Coldwater

Multi-agent simulation of the NYC rental market. Landlords, tenants, and city regulators, all powered by AI systems, grounded in real data.


About

What is Coldwater?

Coldwater is an evaluation framework that puts AI agents through multi-year economic simulations in the NYC housing market. Built on real building data from PLUTO, HPD, and DHCR, it tests whether language models can navigate rent stabilization, lease negotiations, maintenance decisions, and housing court—all under the watchful eye of a legal validator.

Named after the cold-water flats that sparked NYC's tenant protection movement, Coldwater turns a century of housing policy into a living benchmark.


Agents

Three roles, one market

Each simulation month, three types of LLM-powered agents make independent economic decisions.

Landlord

Manages real estate portfolios. Sets rents, allocates capital for maintenance and renovations, and negotiates lease terms with prospective tenants.

Tenant

Searches for housing, evaluates apartments against budget and preferences, negotiates leases, and decides when to renew or move on.

City

Enforces NYC housing regulations with legal validation. Conducts inspections, processes complaints, and adjudicates housing court proceedings.

#### [Data for review]
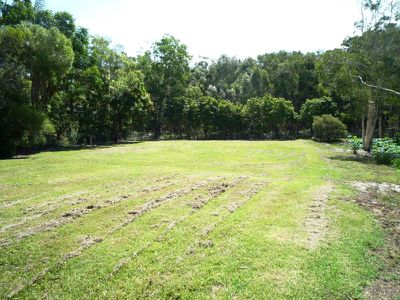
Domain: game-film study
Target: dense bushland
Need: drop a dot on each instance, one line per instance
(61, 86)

---

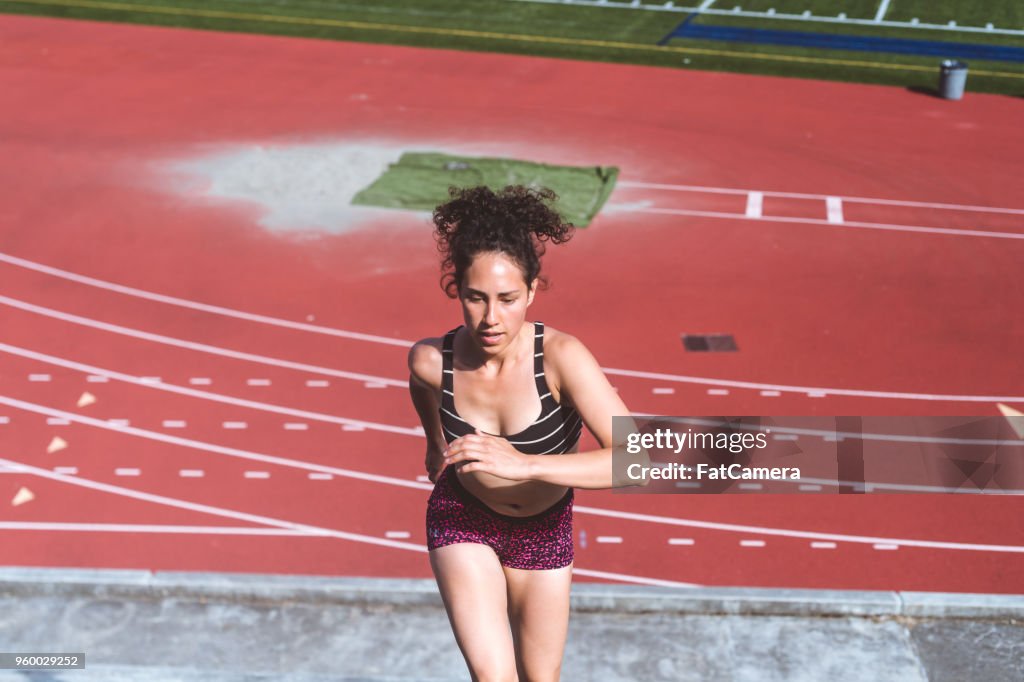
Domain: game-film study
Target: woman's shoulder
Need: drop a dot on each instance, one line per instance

...

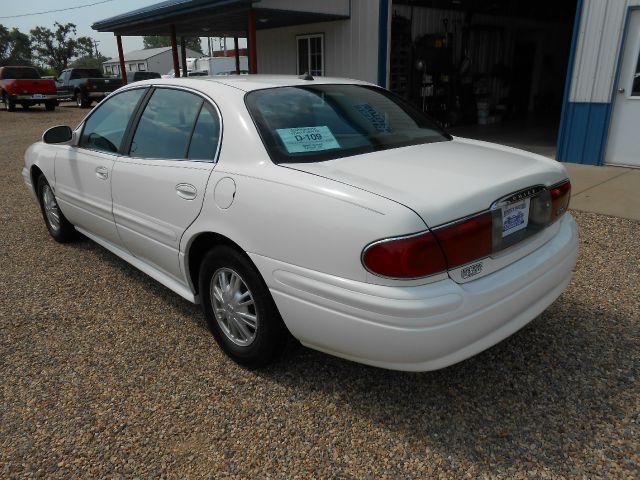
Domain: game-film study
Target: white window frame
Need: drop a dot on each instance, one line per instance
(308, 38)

#### [Required actions]
**1)** Answer these from the Coldwater page:
(a) Which three data sources are the building data drawn from?
(b) What is Coldwater named after?
(c) Which of the three roles conducts inspections?
**2)** For each statement, say yes or no to whether it agrees with the Coldwater page, and quote the words that decide it.
(a) The agents make their decisions every simulation month.
(b) The tenant agent is the one that sets rents.
(c) Each simulation covers a single year.
**3)** Please carry on the Coldwater page from its last line, the description of the City role.
None of the items is needed for this work.

#### [Activity answers]
**1)**
(a) PLUTO, HPD, and DHCR.
(b) The cold-water flats that sparked NYC's tenant protection movement.
(c) The City.

**2)**
(a) Yes: "Each simulation month, three types of LLM-powered agents make independent economic decisions."
(b) No: under Landlord, "Sets rents, allocates capital for maintenance and renovations, and negotiates lease terms with prospective tenants."
(c) No: "puts AI agents through multi-year economic simulations in the NYC housing market."

**3)**
Features

Built for rigorous evaluation

Real NYC data

Grounded in PLUTO, HPD violations, and DHCR rent stabilization records—not synthetic data.

Legal knowledge base

Encodes NYC housing law including rent stabilization, warranty of habitability, and eviction procedures.

Benchmark harness

Structured benchmark profiles with baseline comparisons, regression detection, and audit gates.

Multi-provider LLMs

Run agents on OpenRouter, OpenAI, Anthropic, or Google Gemini. Mix and match per role.

Multi-year simulations

Leases, renewals, maintenance cycles, rent adjustments, and housing court—over simulated years.

Full audit trail

Append-only event log, reasoning traces, KPI reports, and process tracing for every decision.